Le regole fiscali europee suggeriscono che i paesi membri non dovrebbero superare un rapporto debito/PIL del 60%. I dati di Eurostat hanno dimostrato che entrambi i paesi fondatori dell’UE hanno lottato per mantenere il rapporto debito/PIL al di sotto di tale soglia, ma la situazione sembra peggiore in Italia, dove dal 1995 il rapporto debito/PIL è sempre stato superiore al 100%.

martedì 23 ottobre 2018

Spread, ai mercati non conviene far fallire l’Italia ma vorrebbero una patrimoniale

Fonte: Il Fatto Quotidiano  Zonaeuro | 23 ottobre 2018 
Per uno Stato carico di debiti come quello italiano, è meglio continuare a indebitarsi sempre di più sui mercati finanziari, eventualmente applicare una nuova imposta patrimoniale o invece emettere moneta fiscale? E’ impossibile anticipare l’esito del braccio di ferro tra lo Stato debitore e la grande finanza che specula sul debito. E’ impossibile prevedere quale sarà nel prossimo futuro il valore di mercato dei titoli di Stato, dei Bot e dei BTP, e se lo spread – il differenziale di rendimento con i titoli di debito dello Stato tedesco – scenderà o invece salirà a livelli insostenibili. I mercati finanziari sono, infatti, per loro natura caotici e imprevedibili. Tuttavia c’è sempre una logica nella loro follia.

^^^^^^^^

ESERCIZIO SCRITTO 1: Estrai senza modifiche, dai dati di rilevamento oggetti riportati qui sotto, le righe che vanno da quella contenente "Target: front tyre" a quella contenente "left=0, top=71, right=47, bottom=96", estremi compresi.

Dati di rilevamento oggetti:
^^^^^^^^

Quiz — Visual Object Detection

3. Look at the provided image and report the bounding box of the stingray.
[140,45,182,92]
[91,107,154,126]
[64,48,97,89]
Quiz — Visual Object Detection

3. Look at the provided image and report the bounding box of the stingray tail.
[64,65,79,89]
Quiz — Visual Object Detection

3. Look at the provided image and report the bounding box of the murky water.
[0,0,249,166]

^^^^^^^^

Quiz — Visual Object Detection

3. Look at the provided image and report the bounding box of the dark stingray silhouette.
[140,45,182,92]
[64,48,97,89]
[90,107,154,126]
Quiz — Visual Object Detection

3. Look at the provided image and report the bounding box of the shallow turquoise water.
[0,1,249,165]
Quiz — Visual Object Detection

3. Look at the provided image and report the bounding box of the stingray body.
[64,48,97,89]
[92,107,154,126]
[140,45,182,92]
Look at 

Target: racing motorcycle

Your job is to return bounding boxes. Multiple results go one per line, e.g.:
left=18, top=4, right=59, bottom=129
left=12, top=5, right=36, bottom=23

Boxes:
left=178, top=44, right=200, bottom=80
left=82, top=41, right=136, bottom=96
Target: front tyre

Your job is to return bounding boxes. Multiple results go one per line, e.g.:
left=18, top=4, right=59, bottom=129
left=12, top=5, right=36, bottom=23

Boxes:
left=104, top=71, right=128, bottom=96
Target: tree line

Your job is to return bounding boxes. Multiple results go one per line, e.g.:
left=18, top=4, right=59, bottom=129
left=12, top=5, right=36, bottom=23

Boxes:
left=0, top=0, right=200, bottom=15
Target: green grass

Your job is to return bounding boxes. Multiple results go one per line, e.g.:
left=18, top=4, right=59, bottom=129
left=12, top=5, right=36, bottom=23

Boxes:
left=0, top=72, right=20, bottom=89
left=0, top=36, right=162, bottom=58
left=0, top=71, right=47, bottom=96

^^^^^^^^

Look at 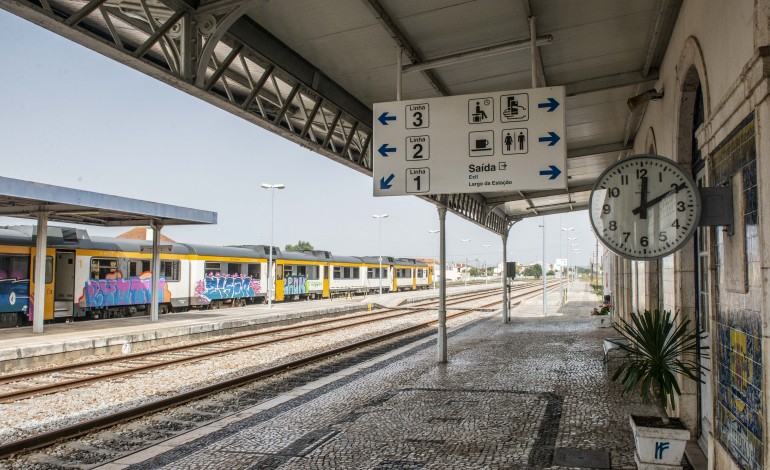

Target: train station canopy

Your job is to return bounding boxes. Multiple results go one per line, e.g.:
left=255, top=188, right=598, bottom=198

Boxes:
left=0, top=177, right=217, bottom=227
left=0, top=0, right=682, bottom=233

^^^^^^^^

ESERCIZIO SCRITTO 2: Scrivi il seguito del brano sul debito pubblico italiano e sullo spread, riprendendo dal punto in cui si interrompe.

RISPOSTA 1:
Target: front tyre

Your job is to return bounding boxes. Multiple results go one per line, e.g.:
left=18, top=4, right=59, bottom=129
left=12, top=5, right=36, bottom=23

Boxes:
left=104, top=71, right=128, bottom=96
Target: tree line

Your job is to return bounding boxes. Multiple results go one per line, e.g.:
left=18, top=4, right=59, bottom=129
left=12, top=5, right=36, bottom=23

Boxes:
left=0, top=0, right=200, bottom=15
Target: green grass

Your job is to return bounding boxes. Multiple results go one per line, e.g.:
left=18, top=4, right=59, bottom=129
left=12, top=5, right=36, bottom=23

Boxes:
left=0, top=72, right=20, bottom=89
left=0, top=36, right=162, bottom=58
left=0, top=71, right=47, bottom=96

RISPOSTA 2:
Il caos ha una natura deterministica; il mercato è imprevedibile ma nulla avviene per caso: tutto accade secondo ragione e necessità. In questo senso voglio azzardare una scommessa basandomi su argomentazioni razionali. I mercati sono spaventati perché credono che la nuova legge di bilancio del governo aumenterà il debito pubblico già troppo alto e non produrrà i tassi di crescita annunciati. Gli investitori chiedono tassi di interesse più alti sul debito italiano perché ritengono che il rischio Italia sia maggiore. Così lo spread cresce, e il debito rischia di aumentare a spirale.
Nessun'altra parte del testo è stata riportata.